Trecho do documento:
Fazia 25 anos que eu não passava um dia no Museu de História Natural em Nova York. Lá, as crianças correm entre elefantes, leões, esqueletos de enormes dinossauros e baleias em tamanho real pendurados em um oceano profundo. E os pais correm atrás. Era a hora de levar meu filho mais novo.
No táxi, como sempre ocorre quando revisitamos um lugar muito querido, fiquei com medo de me decepcionar. Será que áudios, vídeos e jogos interativos teriam substituído as cenas bucólicas criadas no início do século 20? Será que ainda encontraria o grupo de hienas e abutres empalhados, devorando um zebra embalsamada, sobre um palco de areia manchada de sangue, montado na frente de um fundo infinito pintado com a paisagem de uma savana africana? Teriam sobrevivido à avalanche politicamente correta que cobriu o território norte-americano? Mas o museu não decepcionou. Está melhor, não por causa das novas tecnologias, mas porque montou um contra-ataque eficaz ao movimento criacionista.
Há 25 anos, paleontólogos, geneticistas, ecologistas e estudiosos da evolução das espécies tinham uma vida tranquila. O darwinismo, após as décadas de polêmicas que sucederam à publicação dos primeiros livros de Darwin, parecia ter sido aceito.
Focos de resistência ainda existiam entre os seguidores de algumas religiões, mas eram cada vez mais raros. A Suprema Corte dos EUA, com base na separação do Estado e da religião, havia banido o ensino do criacionismo nas escolas.
Mas foi então que surgiu um movimento nos EUA que pregava o direito dos alunos de aprender que a evolução das espécies e o processo de seleção natural não passavam de uma entre as diversas explicações para a origem da biodiversidade existente na Terra. A estratégia visava a burlar a decisão da Suprema Corte.
Como nos EUA cada comunidade pode decidir o que é ensinado nas suas escolas, os adeptos do "design inteligente" passaram a influenciar os conselhos de cada distrito escolar - não com o objetivo de abolir o ensino da evolução darwiniana, mas forçando os professores a ensinar que poderia haver outras explicações para o surgimento de animais e órgãos tão complexos.
E, claro, uma dessas explicações seria o design inteligente, a ideia de que algo tão complexo como a vida só poderia ter sido criada por um ser superior.
Convencimento. Os cientistas resolveram que não bastava lutar na Justiça e em cada distrito escolar. Era necessário usar o poder de convencimento da observação direta, da explicação e da educação e convencer a população de que o darwinismo era uma explicação melhor, baseada em dados e experimentos.

Listagem de dados:

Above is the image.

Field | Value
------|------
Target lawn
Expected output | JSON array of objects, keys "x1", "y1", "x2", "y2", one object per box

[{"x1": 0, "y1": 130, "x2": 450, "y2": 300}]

Problema a resolver: Redija a continuação do texto sobre o Museu de História Natural de Nova York e o darwinismo, começando logo após a última frase apresentada.

Resultado do exercício:
O Museu de História Natural foi um dos líderes nessa contrainsurgência. Grande parte do material exposto foi reorganizado para demonstrar como os fósseis sugerem que as espécies mudam. A sequência dos ancestrais do cavalo, mostrando como cada um dos quatro dedos das patas foi atrofiando, sobrando o dedo médio com uma enorme unha que hoje chamamos de casco, não está mais em um corredor lateral: ganhou um espaço mais nobre e um rico material audiovisual.
Um filme narrado por Merryl Streep serve de introdução à arvore evolutiva dos vertebrados, representada nos corredores das salas de esqueletos. Dezenas de pequenas modificações na forma como o material está exposto fazem com que o visitante examine um a um os argumentos usados por Darwin para formular a teoria da evolução. O material que antes parecia alojado nas diversas salas agora conta uma história, com a integração das mudanças morfológicas às do meio ambiente, as interações entre as espécies e sua fisiologia.
O Museu de História Natural ficou melhor. E grande parte dessa melhora se deve à pressão exercida pelo movimento a favor do design inteligente. Ele forçou os cientista e museólogos a encontrar maneiras didáticas de contar como e por que Darwin e seus sucessores concluíram que a seleção natural é ainda a melhor explicação para o que ocorreu na Terra desde que a vida surgiu, há cerca de 3 bilhões de anos. Assim, só me resta expressar aqui meu agradecimento aos criacionistas.
Publicado pelo jornal O Estado de São Paulo em 14 de julho de 2011.